◆ **THE EXERCISE**
Reproduce the stretch of the Lily Allen concert review below starting at "The audience, from" and ending at "their Hammersmith muse.", with every word and punctuation mark kept unchanged.

◆ **PAGE EXTRACT**
** start **

[Lily Allen’s] understated introduction to the world was that Saturday morning wake-up from the flashy Friday night of .com 40 puffery. Fear not: all isn’t lost in the MySpace generation; for the ten thousand avastars, there is Lily Allen: the reason, that just so happens to rhyme with silly. So, allow she to reintroduce herself…
Wednesday night, amidst Atlanta’s metropolitan backdrop of ubiquitous development, and the internal company of a most eclectic motley crew of New South denizens, Buckhead Theatre became the stellar soundboard for Lily Allen’s latest iteration, No Shame.
The Scene: Lily’s setlist spanned eleven years of the Wordsworth of the MySpace Generation’s rhythmic discourses and dialogues by-way-of Pop lyricism; line by line, the audience retraced the footsteps and and soundtreks that led us through said decade of lucid chances… oscillating fame, and independent identity lost and found.
The audience, from the contexual scope of Atlanta, brought a touch of Five Points to the otherwise-bourgeoisie Buckhead proximity. The sheer spectrum, within such a precise niche of Pop audiophilia, spoke volumes-in-a-subtle-whisper to that universal language of live music in the modern age.
A glimpse from the stage would reveal real housewives, future-debutantes and suitors-du-jour, sorority bigs and littles, peripheral industry types, emerging tech / startup non-suits in fitted button-downs and loafers, bottle-blondes donning Doc Martens and The Craft tees with black denim-cutoffs, and Model UN ambassadors sharing a single frame… of the course, and without a doubt, the front-row barricade was well-stacked with those day-ones, the IRL Top 8; all of the above sharing a floor, point of view, and present purpose: the long-awaited return of their Hammersmith muse.

** end **

◆ **RECORDED DATA**

** start **

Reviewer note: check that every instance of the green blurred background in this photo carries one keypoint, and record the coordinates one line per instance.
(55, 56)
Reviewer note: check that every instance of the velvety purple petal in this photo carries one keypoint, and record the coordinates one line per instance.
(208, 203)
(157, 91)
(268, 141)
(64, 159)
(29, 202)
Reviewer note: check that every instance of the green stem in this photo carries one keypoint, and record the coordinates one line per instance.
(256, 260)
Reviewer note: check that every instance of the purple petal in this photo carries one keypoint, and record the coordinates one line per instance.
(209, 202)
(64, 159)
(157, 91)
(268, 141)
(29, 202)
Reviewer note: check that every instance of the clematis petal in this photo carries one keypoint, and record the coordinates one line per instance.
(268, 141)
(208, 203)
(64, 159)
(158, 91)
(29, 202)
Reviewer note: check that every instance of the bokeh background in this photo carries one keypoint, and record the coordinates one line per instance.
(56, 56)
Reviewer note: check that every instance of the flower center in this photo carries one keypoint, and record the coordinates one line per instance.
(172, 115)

** end **
** start **

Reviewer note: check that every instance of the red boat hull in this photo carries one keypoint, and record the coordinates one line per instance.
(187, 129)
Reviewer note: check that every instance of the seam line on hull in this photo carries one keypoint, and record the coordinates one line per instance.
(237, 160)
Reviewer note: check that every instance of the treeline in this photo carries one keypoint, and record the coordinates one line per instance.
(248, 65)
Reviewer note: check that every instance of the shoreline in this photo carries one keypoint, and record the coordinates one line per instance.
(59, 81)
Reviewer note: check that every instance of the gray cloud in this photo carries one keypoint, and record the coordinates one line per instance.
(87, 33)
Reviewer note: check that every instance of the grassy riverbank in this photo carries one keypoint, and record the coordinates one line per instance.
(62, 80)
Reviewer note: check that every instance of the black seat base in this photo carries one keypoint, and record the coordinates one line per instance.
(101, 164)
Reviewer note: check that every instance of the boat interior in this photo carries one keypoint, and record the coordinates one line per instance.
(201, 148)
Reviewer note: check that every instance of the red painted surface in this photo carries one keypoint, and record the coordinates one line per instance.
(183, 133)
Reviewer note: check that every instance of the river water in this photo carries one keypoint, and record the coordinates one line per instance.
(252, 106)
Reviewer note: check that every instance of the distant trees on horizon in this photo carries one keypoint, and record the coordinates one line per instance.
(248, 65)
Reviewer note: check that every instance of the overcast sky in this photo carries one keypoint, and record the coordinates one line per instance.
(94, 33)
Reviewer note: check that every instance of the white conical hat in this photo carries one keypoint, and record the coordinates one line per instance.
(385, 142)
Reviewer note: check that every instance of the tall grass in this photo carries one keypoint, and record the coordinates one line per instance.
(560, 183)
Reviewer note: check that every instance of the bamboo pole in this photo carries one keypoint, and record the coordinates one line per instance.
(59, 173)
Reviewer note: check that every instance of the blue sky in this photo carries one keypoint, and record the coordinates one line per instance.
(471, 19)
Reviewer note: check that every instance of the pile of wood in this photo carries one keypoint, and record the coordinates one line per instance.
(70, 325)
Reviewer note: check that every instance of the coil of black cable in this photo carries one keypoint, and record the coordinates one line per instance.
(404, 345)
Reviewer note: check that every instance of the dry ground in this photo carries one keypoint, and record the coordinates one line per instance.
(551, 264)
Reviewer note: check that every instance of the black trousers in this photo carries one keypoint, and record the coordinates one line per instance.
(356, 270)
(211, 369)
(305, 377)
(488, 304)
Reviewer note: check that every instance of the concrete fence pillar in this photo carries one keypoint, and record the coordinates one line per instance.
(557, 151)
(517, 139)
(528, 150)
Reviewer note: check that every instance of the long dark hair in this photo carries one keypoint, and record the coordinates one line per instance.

** end **
** start **

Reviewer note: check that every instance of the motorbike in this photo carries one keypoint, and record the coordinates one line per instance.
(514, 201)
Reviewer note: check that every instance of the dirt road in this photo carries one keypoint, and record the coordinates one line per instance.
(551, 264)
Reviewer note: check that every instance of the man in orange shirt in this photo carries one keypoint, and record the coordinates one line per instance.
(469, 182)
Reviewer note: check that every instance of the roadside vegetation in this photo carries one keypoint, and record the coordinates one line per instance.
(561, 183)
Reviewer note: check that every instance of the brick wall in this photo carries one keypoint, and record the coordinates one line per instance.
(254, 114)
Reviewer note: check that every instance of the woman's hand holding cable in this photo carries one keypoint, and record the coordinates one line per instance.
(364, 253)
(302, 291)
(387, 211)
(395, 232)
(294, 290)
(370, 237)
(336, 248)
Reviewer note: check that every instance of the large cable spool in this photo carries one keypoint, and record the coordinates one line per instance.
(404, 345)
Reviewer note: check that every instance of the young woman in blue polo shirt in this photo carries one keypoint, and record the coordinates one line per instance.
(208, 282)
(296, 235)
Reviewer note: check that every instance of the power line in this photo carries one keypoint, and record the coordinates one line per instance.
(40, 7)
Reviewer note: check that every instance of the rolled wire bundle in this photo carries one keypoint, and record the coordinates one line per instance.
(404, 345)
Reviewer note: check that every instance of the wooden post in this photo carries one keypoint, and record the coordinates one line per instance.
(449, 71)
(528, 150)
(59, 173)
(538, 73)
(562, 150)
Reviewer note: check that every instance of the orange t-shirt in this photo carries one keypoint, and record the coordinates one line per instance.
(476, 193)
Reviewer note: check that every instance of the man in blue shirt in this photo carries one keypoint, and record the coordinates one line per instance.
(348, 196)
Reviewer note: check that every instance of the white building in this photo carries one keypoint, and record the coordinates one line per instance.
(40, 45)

** end **

◆ **WRITTEN REPLY**
The audience, from the contexual scope of Atlanta, brought a touch of Five Points to the otherwise-bourgeoisie Buckhead proximity. The sheer spectrum, within such a precise niche of Pop audiophilia, spoke volumes-in-a-subtle-whisper to that universal language of live music in the modern age.
A glimpse from the stage would reveal real housewives, future-debutantes and suitors-du-jour, sorority bigs and littles, peripheral industry types, emerging tech / startup non-suits in fitted button-downs and loafers, bottle-blondes donning Doc Martens and The Craft tees with black denim-cutoffs, and Model UN ambassadors sharing a single frame… of the course, and without a doubt, the front-row barricade was well-stacked with those day-ones, the IRL Top 8; all of the above sharing a floor, point of view, and present purpose: the long-awaited return of their Hammersmith muse.